● **TASK DESCRIPTION**
Please render all the items below as a two-column CSV headed item_text and answer, with one row per item. Wrap each field in double quotes, change any line breaks to spaces, and leave the pictures out.

Dataset items showing where objects appear:
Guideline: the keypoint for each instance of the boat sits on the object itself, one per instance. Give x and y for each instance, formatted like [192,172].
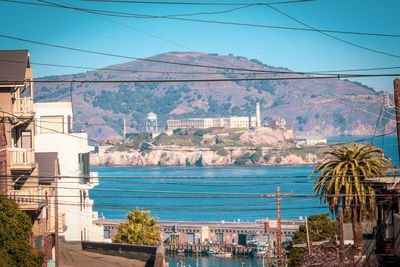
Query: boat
[212,252]
[223,255]
[260,251]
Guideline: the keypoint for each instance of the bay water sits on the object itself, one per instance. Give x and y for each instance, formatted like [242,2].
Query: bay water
[142,187]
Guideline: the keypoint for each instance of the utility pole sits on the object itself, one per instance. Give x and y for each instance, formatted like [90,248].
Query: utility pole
[279,233]
[341,233]
[397,108]
[124,128]
[309,248]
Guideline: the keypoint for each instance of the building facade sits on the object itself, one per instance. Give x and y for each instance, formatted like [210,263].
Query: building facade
[229,233]
[20,179]
[54,133]
[223,122]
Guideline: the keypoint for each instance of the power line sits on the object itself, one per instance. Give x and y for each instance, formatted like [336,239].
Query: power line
[208,80]
[197,3]
[334,37]
[250,71]
[176,17]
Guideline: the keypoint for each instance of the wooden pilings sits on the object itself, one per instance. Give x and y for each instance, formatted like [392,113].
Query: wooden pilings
[204,249]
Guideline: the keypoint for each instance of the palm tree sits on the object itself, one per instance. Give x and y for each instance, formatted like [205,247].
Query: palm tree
[341,181]
[141,229]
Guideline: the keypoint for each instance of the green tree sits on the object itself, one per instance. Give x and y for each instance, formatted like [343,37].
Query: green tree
[141,229]
[341,181]
[321,228]
[15,231]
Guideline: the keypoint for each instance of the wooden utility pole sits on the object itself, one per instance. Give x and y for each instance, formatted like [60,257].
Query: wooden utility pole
[309,248]
[397,105]
[57,250]
[397,108]
[341,233]
[279,233]
[124,128]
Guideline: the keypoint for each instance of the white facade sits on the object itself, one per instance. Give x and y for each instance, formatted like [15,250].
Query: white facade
[224,122]
[151,122]
[54,133]
[311,140]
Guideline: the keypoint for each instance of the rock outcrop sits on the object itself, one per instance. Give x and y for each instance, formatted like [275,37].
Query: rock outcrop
[187,156]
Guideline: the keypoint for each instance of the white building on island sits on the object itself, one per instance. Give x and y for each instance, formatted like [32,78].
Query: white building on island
[54,133]
[223,122]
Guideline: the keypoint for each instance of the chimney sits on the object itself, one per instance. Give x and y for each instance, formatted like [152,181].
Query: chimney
[266,227]
[258,115]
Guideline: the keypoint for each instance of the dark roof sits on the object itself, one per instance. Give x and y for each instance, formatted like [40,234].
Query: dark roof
[48,166]
[13,64]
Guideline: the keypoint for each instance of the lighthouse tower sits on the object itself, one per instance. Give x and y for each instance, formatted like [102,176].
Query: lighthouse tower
[258,115]
[151,122]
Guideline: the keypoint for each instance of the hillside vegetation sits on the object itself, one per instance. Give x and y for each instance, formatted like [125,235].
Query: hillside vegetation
[312,107]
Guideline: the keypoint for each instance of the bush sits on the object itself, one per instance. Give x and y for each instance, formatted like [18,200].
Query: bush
[222,152]
[15,232]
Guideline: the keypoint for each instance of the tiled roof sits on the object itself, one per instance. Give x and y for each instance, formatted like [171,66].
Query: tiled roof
[13,64]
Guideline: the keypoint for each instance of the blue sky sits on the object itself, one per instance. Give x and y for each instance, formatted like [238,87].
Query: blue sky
[296,50]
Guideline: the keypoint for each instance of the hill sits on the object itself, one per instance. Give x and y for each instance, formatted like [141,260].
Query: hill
[311,107]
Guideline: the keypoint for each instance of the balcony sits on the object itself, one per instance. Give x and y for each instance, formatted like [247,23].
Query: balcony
[23,107]
[32,199]
[62,226]
[21,159]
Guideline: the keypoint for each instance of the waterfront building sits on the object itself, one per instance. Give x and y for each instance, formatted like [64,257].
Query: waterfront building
[223,122]
[54,133]
[151,122]
[20,167]
[310,140]
[230,233]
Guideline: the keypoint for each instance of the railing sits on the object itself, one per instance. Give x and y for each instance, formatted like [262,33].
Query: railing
[21,158]
[62,226]
[31,199]
[23,106]
[92,179]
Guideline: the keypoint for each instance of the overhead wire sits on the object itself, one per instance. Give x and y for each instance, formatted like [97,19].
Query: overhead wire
[244,5]
[332,36]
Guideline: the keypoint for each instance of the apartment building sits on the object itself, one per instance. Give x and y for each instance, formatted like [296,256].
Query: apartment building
[54,133]
[19,170]
[223,122]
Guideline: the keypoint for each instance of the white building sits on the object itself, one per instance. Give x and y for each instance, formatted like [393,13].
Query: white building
[151,122]
[54,133]
[224,122]
[310,140]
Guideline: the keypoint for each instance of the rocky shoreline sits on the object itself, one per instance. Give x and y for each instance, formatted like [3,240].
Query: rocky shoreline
[199,157]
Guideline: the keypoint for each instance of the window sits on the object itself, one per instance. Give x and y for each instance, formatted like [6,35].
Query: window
[107,234]
[84,167]
[51,124]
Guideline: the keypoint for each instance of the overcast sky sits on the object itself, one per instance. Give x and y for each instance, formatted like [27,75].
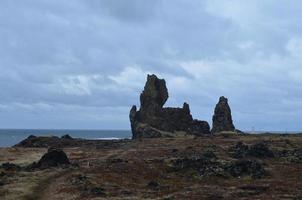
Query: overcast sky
[83,63]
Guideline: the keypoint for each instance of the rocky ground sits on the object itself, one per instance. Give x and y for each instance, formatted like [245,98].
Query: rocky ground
[224,166]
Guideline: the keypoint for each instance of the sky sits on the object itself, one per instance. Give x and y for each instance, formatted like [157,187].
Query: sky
[82,64]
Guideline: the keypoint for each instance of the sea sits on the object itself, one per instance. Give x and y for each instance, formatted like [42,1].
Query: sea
[10,137]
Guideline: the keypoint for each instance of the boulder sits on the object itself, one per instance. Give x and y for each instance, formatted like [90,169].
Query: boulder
[53,158]
[245,167]
[68,137]
[258,150]
[222,118]
[10,167]
[152,118]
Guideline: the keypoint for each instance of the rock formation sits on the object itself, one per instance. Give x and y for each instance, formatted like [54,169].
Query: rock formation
[222,119]
[53,158]
[152,119]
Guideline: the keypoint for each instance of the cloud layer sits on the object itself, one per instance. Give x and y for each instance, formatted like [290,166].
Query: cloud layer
[83,63]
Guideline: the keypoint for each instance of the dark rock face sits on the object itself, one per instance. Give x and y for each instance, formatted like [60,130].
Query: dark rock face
[152,119]
[53,158]
[68,137]
[246,168]
[222,119]
[258,150]
[10,167]
[261,150]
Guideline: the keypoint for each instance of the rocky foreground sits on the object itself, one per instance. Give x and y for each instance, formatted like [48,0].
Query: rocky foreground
[224,166]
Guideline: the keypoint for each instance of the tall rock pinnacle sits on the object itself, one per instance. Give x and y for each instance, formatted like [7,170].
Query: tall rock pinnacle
[222,119]
[152,119]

● **CORRECT RESPONSE**
item_text,answer
"Guideline: the keypoint for each instance of the boat sits on the object itself, one per instance. Give x and y for each instance, formatted like [192,172]. Query: boat","[212,252] [223,255] [260,251]"
"Guideline: the keypoint for each instance of the bay water sits on the object itself, one per instance. Give x and y for each instance, formatted like [242,2]. Query: bay water","[142,187]"
"Guideline: the keypoint for each instance of the utility pole sits on the object itself, one per instance. Give x and y for each instance, formatted like [90,248]. Query: utility pole","[279,233] [341,233] [397,108] [124,128] [309,248]"
"Guideline: the keypoint for each instance of the building facade sits on the object itself, one per instance. Give x and y for each instance, formatted like [210,263]. Query: building facade","[229,233] [20,179] [54,133] [223,122]"
"Guideline: the keypoint for each instance of the power line sits on the object itself, one per instance. Give x and y for each instance, formatted like [336,239]. Query: power line","[208,80] [197,3] [334,37] [250,71] [176,17]"
"Guideline: the keypoint for each instance of the wooden pilings sits on the object itself, one per instance. Give x and y for each instance, formatted like [392,113]. Query: wooden pilings","[204,249]"
"Guideline: the keypoint for each instance of the palm tree sits on the object itself, one per instance. Give x and y for each instance, formatted like [205,247]. Query: palm tree","[341,181] [141,229]"
"Guideline: the keypoint for each instance of the green tree sits on the object itself, one per instance. Give x and y for each instance, formatted like [343,37]. Query: green tree","[141,229] [341,181] [321,228] [15,231]"
"Guideline: the keypoint for each instance of the wooden utility pole sits on the object itself, one per instance. Give x and y for each instance, formatted like [60,257]. Query: wooden utility pole","[309,248] [397,105] [57,250] [397,108] [341,233] [279,233] [124,128]"
"Guideline: the keypoint for each instance of the white facade sits on the object itself, one per instance. Give x and y for each instance, formatted like [15,250]. Query: white facade","[224,122] [151,122] [54,133] [311,140]"
"Guideline: the keypoint for each instance of the rock outcrop sits on the object itself, one per instance. Give x and y for each instance, formatted like [275,37]. Query: rock outcrop","[187,156]"
"Guideline: the keypoint for each instance of the white building on island sits on the object itself, one per instance. Give x and y for each instance, formatted like [32,78]. Query: white building on island","[54,133] [223,122]"
"Guideline: the keypoint for each instance of the chimney sits on the object itself, one per instance. Give x and y for each instance, formatted like [152,181]. Query: chimney","[266,227] [258,115]"
"Guideline: the keypoint for each instance of the dark roof sits on the object itself, one per instance. Give x and y for each instance, formatted like [40,234]. Query: dark roof","[48,166] [13,64]"
"Guideline: the keypoint for each instance of the lighthouse tower sits on the object itself, one per instance. Give x and y for each instance, formatted like [102,176]. Query: lighthouse tower","[258,115] [151,122]"
"Guideline: the keypoint for each instance of the hillside vegetation sits on the object itself, one per instance. Give x and y for each instance, formatted like [125,235]. Query: hillside vegetation","[312,107]"
"Guideline: the keypoint for each instance of the bush sits on the object itself, one per instance. Give x and y for each instance, formatted like [18,200]. Query: bush","[222,152] [15,232]"
"Guideline: the keypoint for each instance of the tiled roof sits on the object itself, one per instance. Give x and y for each instance, formatted like [171,66]. Query: tiled roof","[13,64]"
"Guideline: the keypoint for each instance of the blue sky sits on the object itself, one per instance. Give x and y for each instance, formatted like [238,87]. Query: blue sky","[296,50]"
"Guideline: the keypoint for each instance of the hill sits on the object itself, one per instance. Give x and y for each instance, formatted like [141,260]. Query: hill","[311,107]"
"Guideline: the keypoint for each instance of the balcony sits on the object itself, one per instance. Give x and y for each instance, formatted like [247,23]. Query: balcony","[23,107] [32,199] [62,226] [21,159]"
"Guideline: the keypoint for each instance of the waterfront building sits on the object itself, one per instance. Give x and y for each instance, formatted like [64,257]. Query: waterfront building","[223,122] [54,133] [151,122] [20,167] [310,140] [230,233]"
"Guideline: the keypoint for each instance of the railing sits on the object itself, one per instance. Give x and y for each instance, formatted like [262,33]. Query: railing","[21,158] [62,226] [31,199] [23,106] [92,179]"
"Guideline: the keypoint for each instance of the overhead wire sits on the object itself, one per instance. Give x and y for each instance, formatted like [97,19]. Query: overhead wire","[244,5] [332,36]"
"Guideline: the keypoint for each instance of the apartment building sits on the object itself, one per instance. Give x and y for each instance, formatted like [296,256]. Query: apartment building","[54,133] [19,170] [223,122]"
"Guideline: the keypoint for each instance of the white building sits on the object itself, one per instance. Give x and y for each instance, formatted like [393,13]. Query: white building","[151,122] [54,133] [224,122] [310,140]"
"Guideline: the keypoint for each instance of the rocky shoreline sits on the object itself, one per instance. Give x and y for each instance, formatted like [3,240]. Query: rocky shoreline","[199,157]"
"Guideline: the keypoint for each instance of the window sits on the object itself, one per instance. Give x and y for each instance, formatted like [6,35]. Query: window","[107,234] [84,167] [51,124]"
"Guideline: the keypoint for each instance of the overcast sky sits on the object itself, one per instance. Give x and y for each instance, formatted like [27,75]. Query: overcast sky","[83,63]"
"Guideline: the keypoint for each instance of the rocky ground sits on the object itself, one per instance. Give x and y for each instance, formatted like [245,98]. Query: rocky ground","[224,166]"
"Guideline: the keypoint for each instance of the sky sits on the object itself, one per instance. Give x and y for each instance, formatted like [157,187]. Query: sky","[82,64]"
"Guideline: the keypoint for each instance of the sea sits on the object itself, one per instance. Give x and y for each instance, formatted like [42,1]. Query: sea","[10,137]"
"Guideline: the keypoint for each instance of the boulder sits on the object itself, one per instance. Give x and y for each instance, formatted like [90,169]. Query: boulder","[53,158] [245,167] [68,137] [258,150] [222,118] [10,167] [152,118]"
"Guideline: the keypoint for each instance of the rock formation sits on the object itself, one per instance. Give x and y for each instance, formatted like [54,169]. Query: rock formation","[222,119] [53,158] [152,119]"
"Guideline: the keypoint for each instance of the cloud layer sits on the object itself, one per instance. Give x and y for each instance, formatted like [290,166]. Query: cloud layer","[83,63]"
"Guideline: the keypoint for each instance of the dark rock face sits on the object itself, one per instance. Give x and y for each instance, formatted like [60,130]. Query: dark rock face","[152,119] [53,158] [68,137] [246,168] [222,119] [258,150] [10,167] [261,150]"
"Guideline: the keypoint for each instance of the rocky foreground sits on the object itself, one per instance. Give x and y for each instance, formatted like [48,0]. Query: rocky foreground","[224,166]"
"Guideline: the keypoint for each instance of the tall rock pinnacle sits on the object itself, one per instance. Give x and y for each instance, formatted like [7,170]. Query: tall rock pinnacle","[222,119] [152,119]"